__Exercise__:
Show each line of the rows below that contains the string "holding", copying every such line in full. Matches must have the same case.

__Recorded information__:

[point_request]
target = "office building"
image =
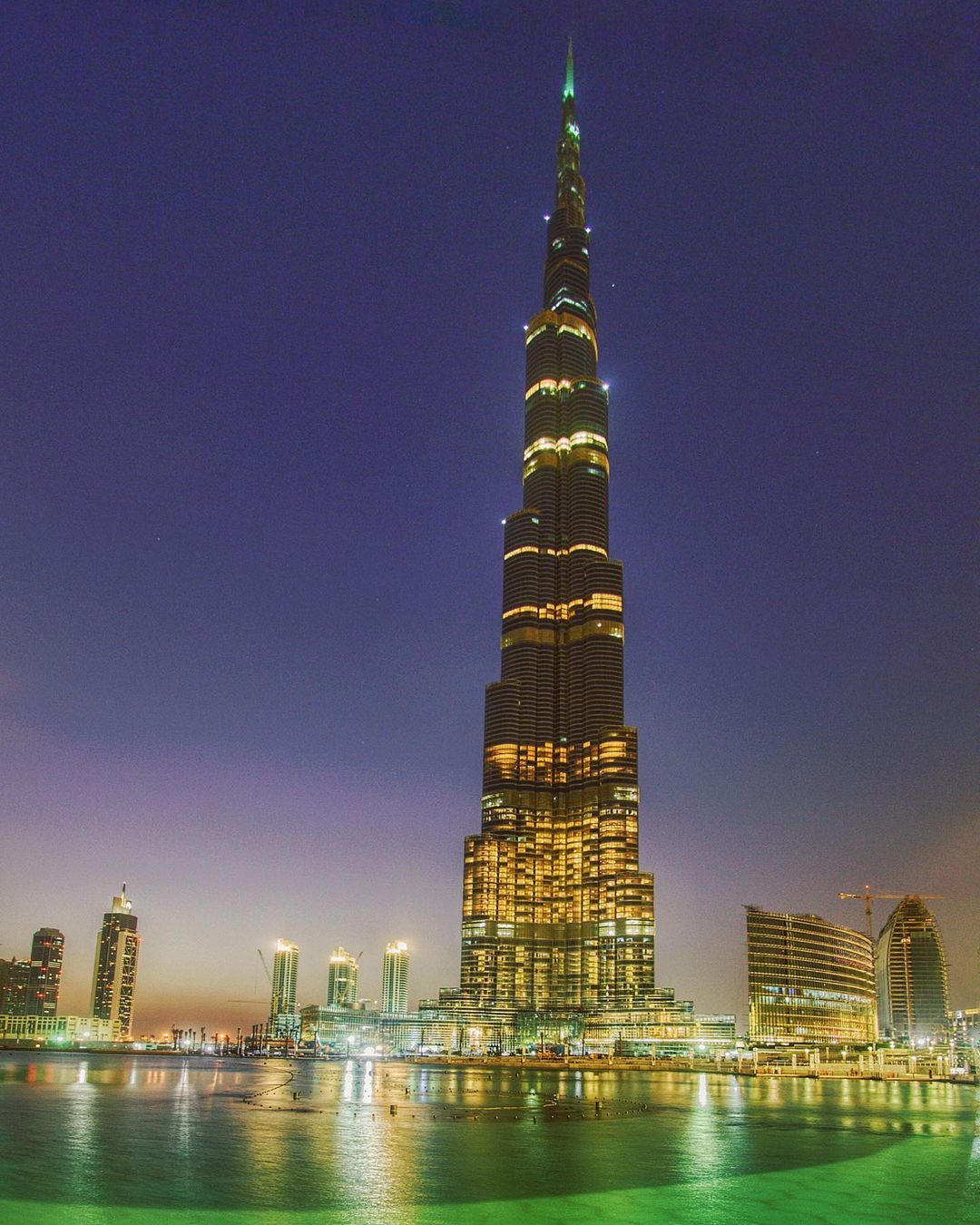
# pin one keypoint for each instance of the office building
(810, 982)
(44, 983)
(342, 979)
(56, 1031)
(282, 1014)
(910, 966)
(556, 914)
(395, 979)
(114, 974)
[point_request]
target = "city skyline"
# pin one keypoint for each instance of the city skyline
(224, 627)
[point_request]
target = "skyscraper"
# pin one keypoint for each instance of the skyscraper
(15, 984)
(395, 977)
(910, 968)
(46, 952)
(116, 955)
(808, 980)
(282, 1011)
(342, 980)
(556, 914)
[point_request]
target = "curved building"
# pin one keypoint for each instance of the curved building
(556, 914)
(910, 966)
(808, 980)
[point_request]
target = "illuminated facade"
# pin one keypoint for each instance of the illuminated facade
(282, 1010)
(556, 914)
(395, 979)
(56, 1031)
(808, 980)
(116, 957)
(342, 979)
(15, 982)
(910, 965)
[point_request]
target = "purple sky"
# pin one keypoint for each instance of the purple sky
(261, 374)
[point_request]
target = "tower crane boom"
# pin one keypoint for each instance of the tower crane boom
(867, 896)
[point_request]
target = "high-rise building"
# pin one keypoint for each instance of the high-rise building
(342, 979)
(910, 966)
(116, 956)
(282, 1014)
(808, 980)
(46, 953)
(556, 914)
(15, 985)
(395, 977)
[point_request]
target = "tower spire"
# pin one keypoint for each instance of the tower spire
(571, 190)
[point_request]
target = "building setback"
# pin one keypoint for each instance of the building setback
(556, 914)
(282, 1012)
(342, 979)
(910, 968)
(395, 979)
(810, 982)
(114, 974)
(15, 983)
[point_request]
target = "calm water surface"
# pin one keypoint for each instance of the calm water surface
(102, 1140)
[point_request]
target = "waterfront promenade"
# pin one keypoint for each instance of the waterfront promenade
(98, 1140)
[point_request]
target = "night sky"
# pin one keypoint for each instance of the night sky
(261, 380)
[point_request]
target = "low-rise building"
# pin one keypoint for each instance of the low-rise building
(56, 1031)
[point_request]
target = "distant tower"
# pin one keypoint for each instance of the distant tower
(910, 968)
(342, 980)
(282, 1014)
(44, 980)
(395, 979)
(15, 980)
(556, 914)
(114, 976)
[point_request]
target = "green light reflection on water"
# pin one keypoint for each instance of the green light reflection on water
(186, 1148)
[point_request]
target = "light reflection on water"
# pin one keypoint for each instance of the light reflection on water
(386, 1138)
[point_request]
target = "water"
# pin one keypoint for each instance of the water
(102, 1140)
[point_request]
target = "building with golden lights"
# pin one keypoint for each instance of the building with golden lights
(116, 959)
(910, 965)
(557, 916)
(810, 982)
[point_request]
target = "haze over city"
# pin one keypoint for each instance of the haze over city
(262, 368)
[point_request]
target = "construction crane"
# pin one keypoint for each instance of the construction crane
(262, 959)
(867, 896)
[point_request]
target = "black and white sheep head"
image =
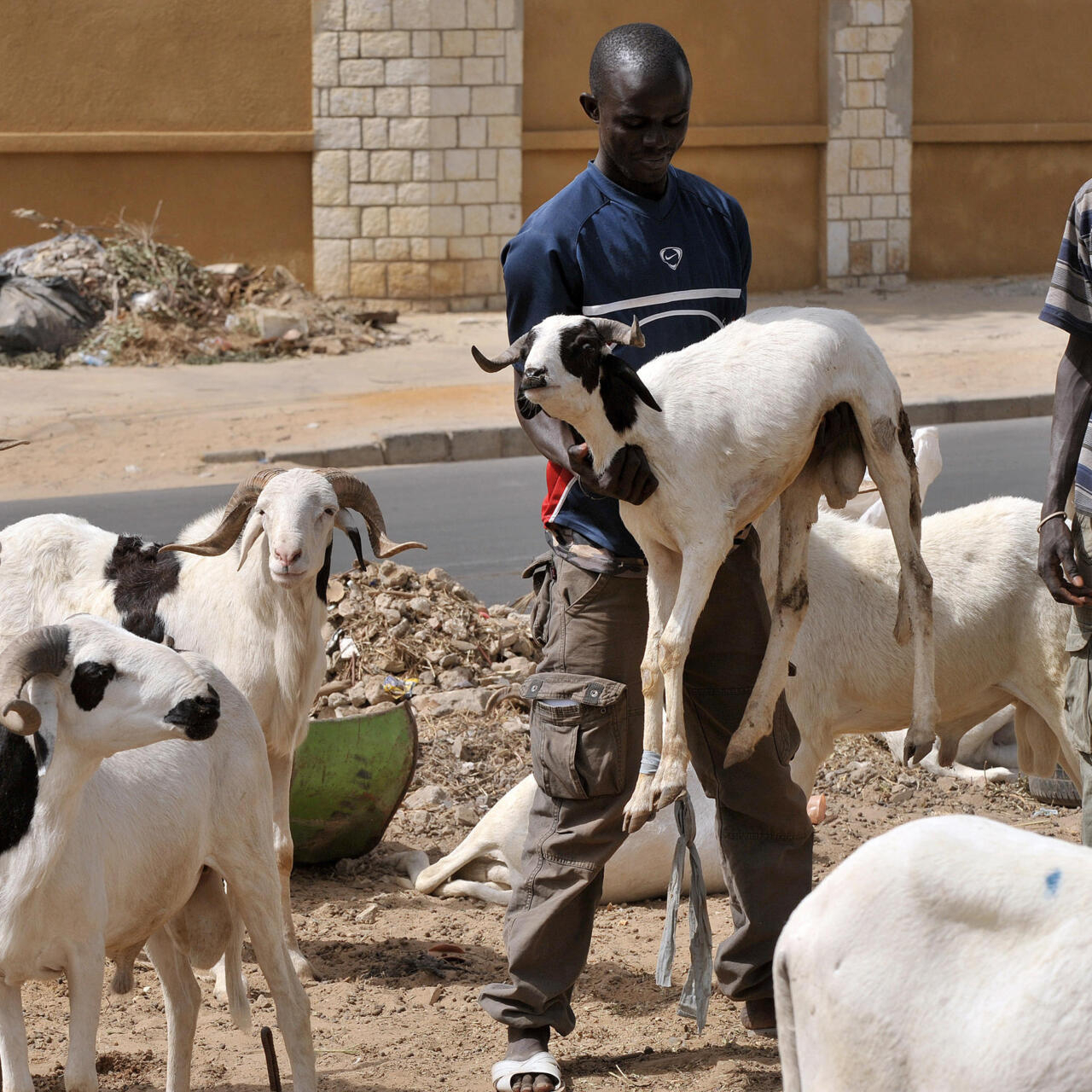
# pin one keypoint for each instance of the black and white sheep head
(570, 373)
(110, 689)
(297, 510)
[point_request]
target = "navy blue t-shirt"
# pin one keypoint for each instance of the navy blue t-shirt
(678, 264)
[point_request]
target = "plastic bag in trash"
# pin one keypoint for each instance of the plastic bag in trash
(43, 316)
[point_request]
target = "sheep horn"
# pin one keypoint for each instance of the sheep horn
(41, 651)
(510, 355)
(351, 492)
(619, 334)
(235, 517)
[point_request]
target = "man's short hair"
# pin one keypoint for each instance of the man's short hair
(636, 45)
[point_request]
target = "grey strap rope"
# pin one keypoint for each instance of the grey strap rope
(694, 1002)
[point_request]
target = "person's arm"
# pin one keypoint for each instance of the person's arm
(1072, 404)
(537, 284)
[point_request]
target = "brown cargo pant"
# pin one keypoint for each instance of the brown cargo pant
(1079, 679)
(587, 770)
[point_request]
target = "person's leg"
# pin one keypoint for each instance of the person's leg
(763, 823)
(585, 760)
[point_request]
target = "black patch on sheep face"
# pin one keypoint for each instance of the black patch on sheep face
(197, 717)
(141, 577)
(322, 578)
(19, 788)
(90, 682)
(580, 347)
(619, 400)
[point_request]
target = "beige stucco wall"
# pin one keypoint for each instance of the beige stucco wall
(198, 107)
(1002, 133)
(758, 116)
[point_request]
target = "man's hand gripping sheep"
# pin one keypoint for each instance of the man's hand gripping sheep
(729, 425)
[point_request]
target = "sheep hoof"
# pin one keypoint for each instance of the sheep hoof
(640, 810)
(667, 787)
(740, 751)
(916, 747)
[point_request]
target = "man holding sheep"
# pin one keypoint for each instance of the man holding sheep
(632, 235)
(1065, 557)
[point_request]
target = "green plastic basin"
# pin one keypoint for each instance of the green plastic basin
(348, 779)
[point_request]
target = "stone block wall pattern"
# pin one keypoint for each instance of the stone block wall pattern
(417, 168)
(868, 147)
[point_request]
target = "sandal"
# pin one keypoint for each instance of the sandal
(541, 1063)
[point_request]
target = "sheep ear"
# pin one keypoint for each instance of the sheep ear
(253, 532)
(619, 334)
(344, 521)
(510, 355)
(632, 380)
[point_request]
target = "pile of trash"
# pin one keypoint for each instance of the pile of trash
(128, 299)
(394, 631)
(396, 634)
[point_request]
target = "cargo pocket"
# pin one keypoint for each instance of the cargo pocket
(578, 735)
(1078, 679)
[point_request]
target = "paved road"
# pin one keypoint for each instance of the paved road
(480, 519)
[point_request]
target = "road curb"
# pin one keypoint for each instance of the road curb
(505, 441)
(398, 449)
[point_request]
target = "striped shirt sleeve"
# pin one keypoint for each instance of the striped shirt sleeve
(1069, 299)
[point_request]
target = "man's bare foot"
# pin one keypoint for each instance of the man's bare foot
(526, 1043)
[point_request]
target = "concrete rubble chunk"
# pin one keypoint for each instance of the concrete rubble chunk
(273, 323)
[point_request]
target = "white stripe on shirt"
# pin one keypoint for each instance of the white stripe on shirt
(561, 499)
(646, 319)
(664, 297)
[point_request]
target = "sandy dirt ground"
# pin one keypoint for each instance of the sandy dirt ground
(107, 429)
(391, 1016)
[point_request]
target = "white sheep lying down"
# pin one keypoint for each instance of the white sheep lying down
(947, 954)
(729, 425)
(483, 865)
(148, 782)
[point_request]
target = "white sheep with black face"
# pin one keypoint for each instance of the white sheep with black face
(729, 425)
(109, 823)
(257, 615)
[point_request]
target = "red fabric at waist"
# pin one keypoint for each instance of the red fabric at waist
(557, 482)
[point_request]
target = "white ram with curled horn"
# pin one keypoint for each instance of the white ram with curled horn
(258, 619)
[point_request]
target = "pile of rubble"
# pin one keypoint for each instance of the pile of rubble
(396, 632)
(157, 306)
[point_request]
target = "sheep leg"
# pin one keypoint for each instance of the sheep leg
(699, 572)
(896, 476)
(798, 508)
(15, 1060)
(254, 893)
(814, 751)
(281, 768)
(84, 975)
(182, 999)
(664, 572)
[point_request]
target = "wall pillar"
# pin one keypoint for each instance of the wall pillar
(868, 148)
(417, 168)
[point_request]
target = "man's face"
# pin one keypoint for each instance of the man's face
(642, 124)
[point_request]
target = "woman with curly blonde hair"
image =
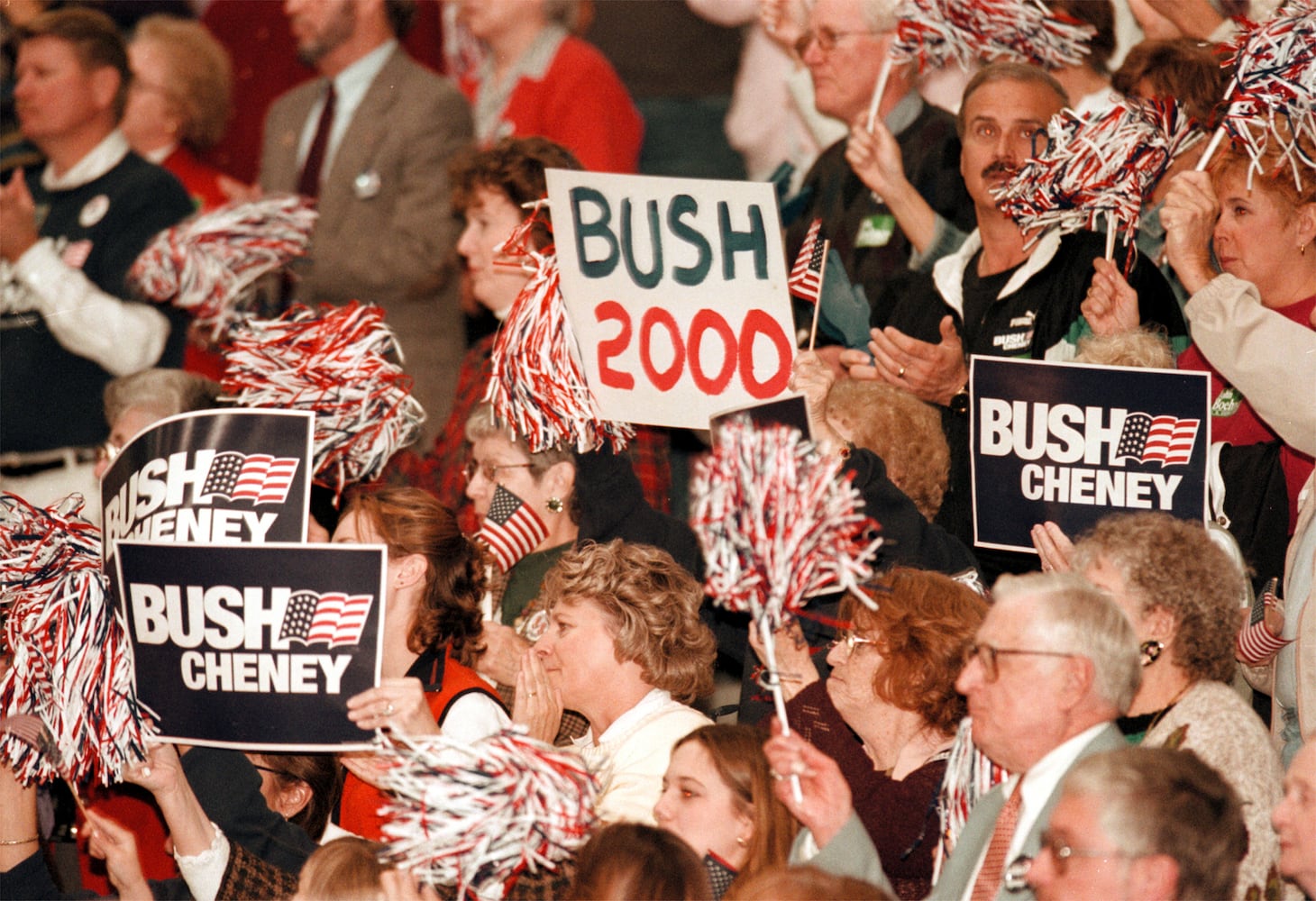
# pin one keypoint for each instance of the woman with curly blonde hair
(432, 637)
(624, 646)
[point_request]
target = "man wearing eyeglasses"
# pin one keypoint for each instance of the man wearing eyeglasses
(1140, 823)
(844, 50)
(1053, 664)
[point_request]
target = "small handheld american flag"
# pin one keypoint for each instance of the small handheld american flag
(511, 529)
(806, 279)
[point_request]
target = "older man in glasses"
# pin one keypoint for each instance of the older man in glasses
(1140, 823)
(1052, 667)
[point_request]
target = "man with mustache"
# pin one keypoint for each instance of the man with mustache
(996, 295)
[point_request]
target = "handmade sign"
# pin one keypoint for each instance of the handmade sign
(254, 646)
(1072, 443)
(677, 292)
(212, 477)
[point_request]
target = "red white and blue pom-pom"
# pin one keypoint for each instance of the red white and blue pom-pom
(777, 523)
(73, 664)
(938, 32)
(1272, 99)
(537, 383)
(336, 363)
(1096, 168)
(477, 815)
(209, 263)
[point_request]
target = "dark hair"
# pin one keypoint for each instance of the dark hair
(320, 772)
(923, 623)
(1101, 16)
(737, 755)
(515, 168)
(402, 16)
(1183, 70)
(641, 863)
(1007, 71)
(94, 39)
(412, 521)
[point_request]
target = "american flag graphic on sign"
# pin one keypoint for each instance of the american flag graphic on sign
(258, 478)
(511, 529)
(806, 278)
(334, 618)
(1162, 440)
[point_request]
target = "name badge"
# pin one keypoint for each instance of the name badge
(366, 185)
(875, 231)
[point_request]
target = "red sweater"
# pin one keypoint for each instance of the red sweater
(580, 105)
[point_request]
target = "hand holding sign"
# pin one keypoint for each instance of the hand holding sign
(1053, 546)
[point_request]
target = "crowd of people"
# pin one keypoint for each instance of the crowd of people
(1109, 715)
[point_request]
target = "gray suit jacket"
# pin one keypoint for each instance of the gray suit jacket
(386, 231)
(962, 864)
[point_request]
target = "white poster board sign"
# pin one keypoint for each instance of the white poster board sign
(677, 292)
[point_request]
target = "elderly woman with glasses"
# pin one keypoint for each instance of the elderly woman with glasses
(892, 684)
(626, 647)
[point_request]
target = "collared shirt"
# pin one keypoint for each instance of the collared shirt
(102, 158)
(1038, 784)
(351, 87)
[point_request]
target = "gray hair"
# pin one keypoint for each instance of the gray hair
(1157, 800)
(1075, 617)
(1141, 348)
(162, 392)
(485, 423)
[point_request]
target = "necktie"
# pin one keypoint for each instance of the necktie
(309, 182)
(994, 864)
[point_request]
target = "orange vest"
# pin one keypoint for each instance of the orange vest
(445, 679)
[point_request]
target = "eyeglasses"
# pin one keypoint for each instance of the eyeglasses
(850, 641)
(1062, 851)
(989, 654)
(489, 469)
(826, 37)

__Written answer__:
target = "man holding sheep"
# pin one keypoint for each instance of the man holding sheep
target = "hand holding sign"
# pin one keypoint for each instance of the hand holding sign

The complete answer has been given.